Written problem A:
From the passage below on India's Republic, extract the portion from "New jobs need" up to and including "a ‘demographic disaster’.", copied word for word.

┄┄┄┄┄┄┄┄┄┄┄┄┄┄┄┄┄┄┄┄

In many circles, there is concern and unease about the stability of our Republic, as we see it function today. A democracy’s purpose is to foster the welfare of the people. Has India moved in the right direction in respect of basic parameters? Any objective analysis will conclude that we have actually regressed in many ways. The very recent national survey threw up the statistic that 55 per cent of all rural families depend on daily wages; if the ‘breadwinner’ is sick for a week, the family will starve! It is likely that the estimates of the Arjun Sengupta and N.C. Saxena committees a decade back are close to the mark—over 70 per cent of the population is still in poverty.
In the field of education, enrolment has gone up, but successive Annual Status of Education Reports highlight depressing statistics indicating a sharp decline in standards of primary schooling. In the ’60s and ’70s, a number of Indian universities found place in the top 100 in the world; today there is not one in the top 500; higher education is largely a black-money generation business today, not an academic arena. One does not see any significant move to reverse the trends; the need to do anything is apparently not even recognised officially by the government.
New jobs need to be created. Training youth in skilled trades is a key part of future strategy. In an IT-dominated era, quality literacy and ability to comprehend basic applications/operations are also key. Given the state of our education system, though, the spectre of hordes of unemployable youth roaming the streets looms large. There is the clear possibility that unless the trends are reversed, what we see as the ‘demographic dividend’ now may in the next decades turn out to be a ‘demographic disaster’.
Then there’s public health. A recent UN study by HelpAge International indicates that India is among the worst countries for old people to live in, from the healthcare point of view; and our children are among the most undernourished in the world. Anaemia, particularly for women, is rampant (over 50 per cent) in large parts of India.
An energy shortfall hampers growth, particularly in the rural sector. The management of water resources in the country has been unimaginative and abysmal. In urban housing, transportation and so on, we have been outpaced by a large number of countries in Asia and Africa, seen to be laggards six decades ago—the list can go on and on.
Major reforms, in short, are imperative. GST, land acquisition and other measures relating to the mechanics of administration must be accompanied by electoral reforms aimed at ensuring clean politics. And simultaneously, the police and civil services must be granted a degree of functional autonomy; the judiciary needs total insulation. Even all this tinkering with fundamentals, though, may not suffice to grant us a new growth trajectory.

┄┄┄┄┄┄┄┄┄┄┄┄┄┄┄┄┄┄┄┄

Written problem B:
Gather every line of the records below that contains the string "gravel", matching its case exactly.

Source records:
┄┄┄┄┄┄┄┄┄┄┄┄┄┄┄┄┄┄┄┄

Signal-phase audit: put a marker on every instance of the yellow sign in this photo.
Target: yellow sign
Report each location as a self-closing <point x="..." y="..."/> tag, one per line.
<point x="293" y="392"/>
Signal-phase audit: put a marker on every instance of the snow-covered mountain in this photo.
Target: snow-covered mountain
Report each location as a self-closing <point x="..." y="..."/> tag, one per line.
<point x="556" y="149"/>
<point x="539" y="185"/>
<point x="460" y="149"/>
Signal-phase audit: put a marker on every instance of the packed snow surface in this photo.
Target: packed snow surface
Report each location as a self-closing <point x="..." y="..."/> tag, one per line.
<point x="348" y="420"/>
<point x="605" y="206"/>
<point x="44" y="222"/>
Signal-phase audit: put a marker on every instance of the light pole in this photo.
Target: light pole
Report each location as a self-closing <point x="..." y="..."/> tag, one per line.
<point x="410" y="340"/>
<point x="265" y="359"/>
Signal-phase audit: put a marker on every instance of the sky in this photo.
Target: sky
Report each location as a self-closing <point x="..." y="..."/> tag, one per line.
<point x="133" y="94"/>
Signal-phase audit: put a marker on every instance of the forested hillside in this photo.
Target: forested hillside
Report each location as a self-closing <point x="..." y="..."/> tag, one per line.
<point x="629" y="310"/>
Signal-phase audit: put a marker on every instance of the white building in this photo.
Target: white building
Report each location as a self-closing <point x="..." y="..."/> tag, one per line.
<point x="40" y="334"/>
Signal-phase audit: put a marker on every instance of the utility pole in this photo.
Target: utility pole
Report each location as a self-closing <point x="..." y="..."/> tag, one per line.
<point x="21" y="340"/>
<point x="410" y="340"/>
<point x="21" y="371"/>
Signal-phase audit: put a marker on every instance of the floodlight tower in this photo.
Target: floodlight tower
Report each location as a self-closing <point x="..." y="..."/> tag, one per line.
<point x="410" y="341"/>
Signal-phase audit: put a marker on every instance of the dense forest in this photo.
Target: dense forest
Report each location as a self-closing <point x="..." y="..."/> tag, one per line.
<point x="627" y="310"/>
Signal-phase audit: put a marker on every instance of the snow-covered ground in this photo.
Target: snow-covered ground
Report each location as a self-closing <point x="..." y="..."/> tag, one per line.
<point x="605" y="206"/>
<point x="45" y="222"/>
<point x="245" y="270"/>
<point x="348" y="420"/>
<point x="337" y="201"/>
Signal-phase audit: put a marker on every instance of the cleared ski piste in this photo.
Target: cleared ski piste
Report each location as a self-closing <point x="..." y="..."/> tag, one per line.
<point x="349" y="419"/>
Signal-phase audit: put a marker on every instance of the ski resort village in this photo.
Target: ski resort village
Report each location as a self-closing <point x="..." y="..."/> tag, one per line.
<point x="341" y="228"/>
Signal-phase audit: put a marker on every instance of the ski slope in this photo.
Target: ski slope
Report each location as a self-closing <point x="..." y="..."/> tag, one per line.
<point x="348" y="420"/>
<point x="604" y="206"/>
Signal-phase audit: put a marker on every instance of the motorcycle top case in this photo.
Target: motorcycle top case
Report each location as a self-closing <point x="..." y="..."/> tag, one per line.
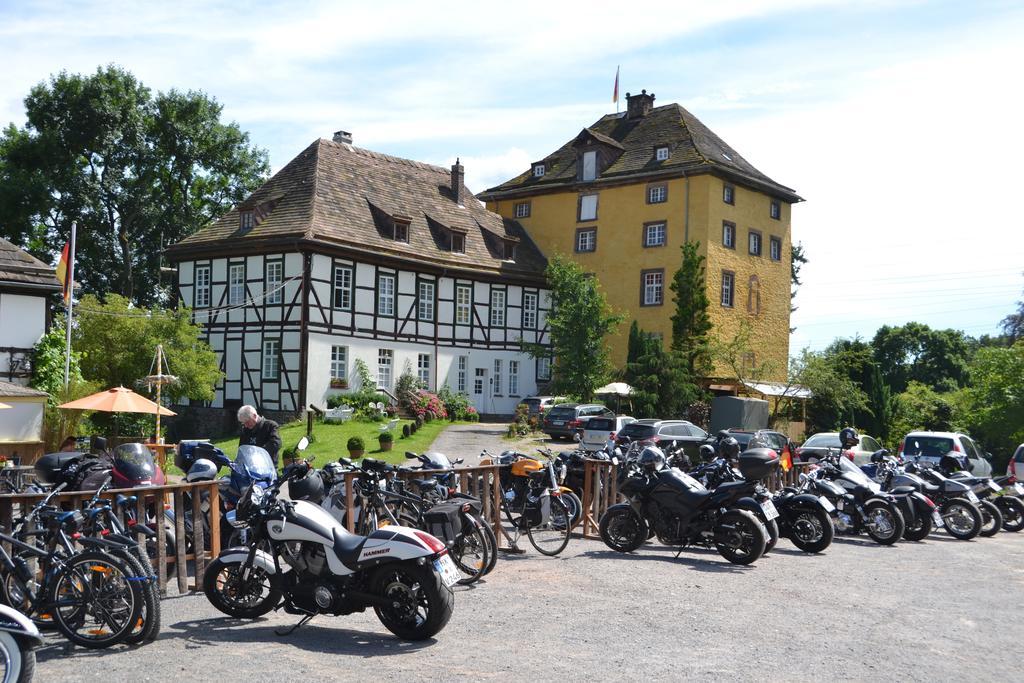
<point x="757" y="463"/>
<point x="49" y="466"/>
<point x="443" y="520"/>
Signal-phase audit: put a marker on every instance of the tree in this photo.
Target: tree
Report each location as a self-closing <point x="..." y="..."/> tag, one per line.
<point x="136" y="171"/>
<point x="579" y="323"/>
<point x="690" y="324"/>
<point x="118" y="342"/>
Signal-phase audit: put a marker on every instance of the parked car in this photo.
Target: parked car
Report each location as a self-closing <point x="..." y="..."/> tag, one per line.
<point x="567" y="419"/>
<point x="667" y="434"/>
<point x="1016" y="466"/>
<point x="540" y="404"/>
<point x="816" y="445"/>
<point x="599" y="429"/>
<point x="777" y="441"/>
<point x="932" y="445"/>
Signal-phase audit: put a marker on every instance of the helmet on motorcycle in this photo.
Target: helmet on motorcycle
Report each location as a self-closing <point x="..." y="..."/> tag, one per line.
<point x="651" y="459"/>
<point x="308" y="487"/>
<point x="729" y="447"/>
<point x="202" y="470"/>
<point x="848" y="437"/>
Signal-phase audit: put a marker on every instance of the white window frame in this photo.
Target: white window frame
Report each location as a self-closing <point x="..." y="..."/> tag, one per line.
<point x="385" y="361"/>
<point x="460" y="377"/>
<point x="339" y="363"/>
<point x="236" y="284"/>
<point x="423" y="369"/>
<point x="272" y="281"/>
<point x="529" y="310"/>
<point x="202" y="276"/>
<point x="728" y="289"/>
<point x="425" y="309"/>
<point x="343" y="275"/>
<point x="657" y="195"/>
<point x="463" y="304"/>
<point x="659" y="232"/>
<point x="653" y="288"/>
<point x="513" y="378"/>
<point x="588" y="207"/>
<point x="498" y="308"/>
<point x="544" y="368"/>
<point x="589" y="166"/>
<point x="385" y="294"/>
<point x="271" y="359"/>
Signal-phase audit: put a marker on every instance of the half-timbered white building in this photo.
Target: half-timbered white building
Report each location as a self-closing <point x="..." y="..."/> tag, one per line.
<point x="347" y="254"/>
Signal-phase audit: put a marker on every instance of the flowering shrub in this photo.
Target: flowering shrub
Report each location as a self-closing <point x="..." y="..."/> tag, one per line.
<point x="428" y="402"/>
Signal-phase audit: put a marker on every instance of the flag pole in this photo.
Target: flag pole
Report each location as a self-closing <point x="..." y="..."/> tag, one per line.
<point x="70" y="303"/>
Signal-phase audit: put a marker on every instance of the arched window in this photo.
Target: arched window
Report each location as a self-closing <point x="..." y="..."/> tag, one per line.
<point x="754" y="296"/>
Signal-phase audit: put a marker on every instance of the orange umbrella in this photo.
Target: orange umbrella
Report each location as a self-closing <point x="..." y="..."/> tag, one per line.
<point x="118" y="399"/>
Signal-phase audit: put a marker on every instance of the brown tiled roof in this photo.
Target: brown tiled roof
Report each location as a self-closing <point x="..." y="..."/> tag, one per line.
<point x="18" y="267"/>
<point x="340" y="195"/>
<point x="11" y="390"/>
<point x="692" y="148"/>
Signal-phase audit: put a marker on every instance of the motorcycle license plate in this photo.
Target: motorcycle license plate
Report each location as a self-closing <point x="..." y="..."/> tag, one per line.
<point x="446" y="568"/>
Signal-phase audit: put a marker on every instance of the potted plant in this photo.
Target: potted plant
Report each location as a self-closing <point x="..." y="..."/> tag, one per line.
<point x="355" y="446"/>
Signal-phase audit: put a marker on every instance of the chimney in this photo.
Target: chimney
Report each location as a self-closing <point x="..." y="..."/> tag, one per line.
<point x="458" y="177"/>
<point x="637" y="107"/>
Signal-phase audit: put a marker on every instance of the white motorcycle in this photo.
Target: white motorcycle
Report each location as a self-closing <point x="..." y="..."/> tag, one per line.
<point x="301" y="559"/>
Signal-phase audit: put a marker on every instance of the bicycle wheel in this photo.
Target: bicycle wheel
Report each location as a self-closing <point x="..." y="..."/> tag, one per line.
<point x="94" y="601"/>
<point x="471" y="551"/>
<point x="551" y="537"/>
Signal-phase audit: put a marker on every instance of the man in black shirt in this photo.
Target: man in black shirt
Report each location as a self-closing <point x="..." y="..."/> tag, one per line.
<point x="259" y="431"/>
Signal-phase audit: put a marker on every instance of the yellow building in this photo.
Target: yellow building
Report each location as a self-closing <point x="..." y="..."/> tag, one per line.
<point x="623" y="197"/>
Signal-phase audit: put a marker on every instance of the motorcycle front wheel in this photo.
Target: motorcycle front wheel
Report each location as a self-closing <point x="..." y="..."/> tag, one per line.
<point x="420" y="604"/>
<point x="742" y="537"/>
<point x="962" y="518"/>
<point x="622" y="529"/>
<point x="991" y="518"/>
<point x="240" y="598"/>
<point x="811" y="530"/>
<point x="16" y="665"/>
<point x="884" y="522"/>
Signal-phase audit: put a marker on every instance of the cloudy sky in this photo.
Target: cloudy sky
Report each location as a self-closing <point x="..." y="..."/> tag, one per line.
<point x="899" y="122"/>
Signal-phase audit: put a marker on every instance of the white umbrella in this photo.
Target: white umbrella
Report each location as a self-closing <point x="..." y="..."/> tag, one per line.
<point x="616" y="388"/>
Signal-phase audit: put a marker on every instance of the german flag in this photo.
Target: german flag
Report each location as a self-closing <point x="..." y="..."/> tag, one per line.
<point x="64" y="270"/>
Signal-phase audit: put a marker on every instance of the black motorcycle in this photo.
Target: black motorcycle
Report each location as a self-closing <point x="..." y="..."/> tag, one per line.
<point x="681" y="512"/>
<point x="863" y="506"/>
<point x="919" y="511"/>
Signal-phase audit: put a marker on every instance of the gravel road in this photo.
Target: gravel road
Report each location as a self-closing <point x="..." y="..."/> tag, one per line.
<point x="940" y="609"/>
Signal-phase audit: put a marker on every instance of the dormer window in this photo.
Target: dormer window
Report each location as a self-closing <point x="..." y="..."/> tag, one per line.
<point x="400" y="230"/>
<point x="458" y="243"/>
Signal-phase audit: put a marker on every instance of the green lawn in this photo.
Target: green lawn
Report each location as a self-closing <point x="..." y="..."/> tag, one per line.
<point x="330" y="440"/>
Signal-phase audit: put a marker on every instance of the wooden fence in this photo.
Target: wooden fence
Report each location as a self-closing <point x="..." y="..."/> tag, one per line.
<point x="150" y="500"/>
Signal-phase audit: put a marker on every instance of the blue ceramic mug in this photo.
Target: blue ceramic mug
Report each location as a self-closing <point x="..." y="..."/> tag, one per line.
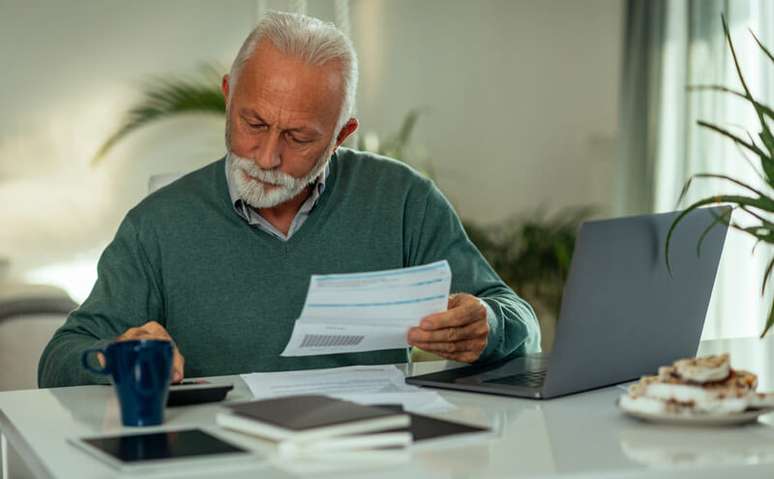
<point x="140" y="372"/>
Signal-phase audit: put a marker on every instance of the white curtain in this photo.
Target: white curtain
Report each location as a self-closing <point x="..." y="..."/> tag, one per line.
<point x="686" y="46"/>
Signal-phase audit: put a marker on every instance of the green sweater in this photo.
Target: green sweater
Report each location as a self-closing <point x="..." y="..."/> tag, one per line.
<point x="228" y="293"/>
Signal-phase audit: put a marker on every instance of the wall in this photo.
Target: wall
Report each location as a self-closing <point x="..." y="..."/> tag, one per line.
<point x="519" y="102"/>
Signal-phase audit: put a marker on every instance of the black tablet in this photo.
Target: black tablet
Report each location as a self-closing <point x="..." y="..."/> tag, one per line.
<point x="146" y="452"/>
<point x="196" y="392"/>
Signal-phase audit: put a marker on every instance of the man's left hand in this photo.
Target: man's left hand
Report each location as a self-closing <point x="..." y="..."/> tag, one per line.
<point x="459" y="333"/>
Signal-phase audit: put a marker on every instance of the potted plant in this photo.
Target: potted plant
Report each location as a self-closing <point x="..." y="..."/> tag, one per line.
<point x="755" y="204"/>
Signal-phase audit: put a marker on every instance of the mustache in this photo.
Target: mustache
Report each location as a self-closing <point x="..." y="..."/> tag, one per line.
<point x="274" y="177"/>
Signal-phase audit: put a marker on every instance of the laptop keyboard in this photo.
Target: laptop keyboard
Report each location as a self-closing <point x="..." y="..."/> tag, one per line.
<point x="530" y="379"/>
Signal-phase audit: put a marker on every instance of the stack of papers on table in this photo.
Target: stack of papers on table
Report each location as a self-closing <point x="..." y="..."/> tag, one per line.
<point x="359" y="384"/>
<point x="311" y="423"/>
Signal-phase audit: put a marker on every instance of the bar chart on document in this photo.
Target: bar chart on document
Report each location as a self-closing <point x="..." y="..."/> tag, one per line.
<point x="356" y="312"/>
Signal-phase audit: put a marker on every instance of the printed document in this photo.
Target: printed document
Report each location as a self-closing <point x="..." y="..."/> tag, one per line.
<point x="361" y="384"/>
<point x="347" y="313"/>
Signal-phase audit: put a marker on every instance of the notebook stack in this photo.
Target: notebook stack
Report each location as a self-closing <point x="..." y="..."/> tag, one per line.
<point x="319" y="423"/>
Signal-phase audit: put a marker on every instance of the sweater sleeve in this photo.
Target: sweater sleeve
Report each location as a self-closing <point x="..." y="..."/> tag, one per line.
<point x="435" y="232"/>
<point x="125" y="295"/>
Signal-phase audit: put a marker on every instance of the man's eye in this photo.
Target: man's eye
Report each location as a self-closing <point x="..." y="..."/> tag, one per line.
<point x="299" y="141"/>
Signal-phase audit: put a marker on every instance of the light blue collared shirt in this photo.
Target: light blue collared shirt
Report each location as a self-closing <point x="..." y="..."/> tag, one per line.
<point x="254" y="218"/>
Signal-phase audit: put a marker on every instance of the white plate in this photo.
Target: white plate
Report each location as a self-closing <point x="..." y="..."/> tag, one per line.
<point x="735" y="419"/>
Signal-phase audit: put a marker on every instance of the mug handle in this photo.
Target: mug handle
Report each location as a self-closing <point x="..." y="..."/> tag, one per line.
<point x="89" y="367"/>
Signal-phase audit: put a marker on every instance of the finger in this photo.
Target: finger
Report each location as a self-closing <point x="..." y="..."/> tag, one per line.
<point x="178" y="366"/>
<point x="449" y="335"/>
<point x="156" y="330"/>
<point x="459" y="316"/>
<point x="470" y="345"/>
<point x="134" y="333"/>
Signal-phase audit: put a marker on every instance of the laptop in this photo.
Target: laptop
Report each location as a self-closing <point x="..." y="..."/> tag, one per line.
<point x="622" y="315"/>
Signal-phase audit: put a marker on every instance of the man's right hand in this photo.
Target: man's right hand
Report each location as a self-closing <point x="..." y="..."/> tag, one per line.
<point x="153" y="330"/>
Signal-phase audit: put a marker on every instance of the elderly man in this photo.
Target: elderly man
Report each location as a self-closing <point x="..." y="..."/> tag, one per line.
<point x="220" y="260"/>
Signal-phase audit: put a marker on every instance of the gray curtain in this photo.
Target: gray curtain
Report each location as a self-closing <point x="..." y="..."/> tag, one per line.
<point x="668" y="46"/>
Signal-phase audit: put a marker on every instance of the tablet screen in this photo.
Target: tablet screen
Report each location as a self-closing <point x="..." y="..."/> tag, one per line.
<point x="185" y="444"/>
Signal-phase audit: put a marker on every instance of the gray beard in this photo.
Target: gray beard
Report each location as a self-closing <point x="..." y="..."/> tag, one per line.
<point x="256" y="194"/>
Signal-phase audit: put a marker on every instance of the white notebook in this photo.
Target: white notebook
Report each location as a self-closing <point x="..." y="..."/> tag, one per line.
<point x="311" y="418"/>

┄┄┄┄┄┄┄┄┄┄┄┄┄┄┄┄┄┄┄┄

Task answer A:
New jobs need to be created. Training youth in skilled trades is a key part of future strategy. In an IT-dominated era, quality literacy and ability to comprehend basic applications/operations are also key. Given the state of our education system, though, the spectre of hordes of unemployable youth roaming the streets looms large. There is the clear possibility that unless the trends are reversed, what we see as the ‘demographic dividend’ now may in the next decades turn out to be a ‘demographic disaster’.

Task answer B:
Signal-phase audit: put a marker on every instance of the gravel road in this photo.
Target: gravel road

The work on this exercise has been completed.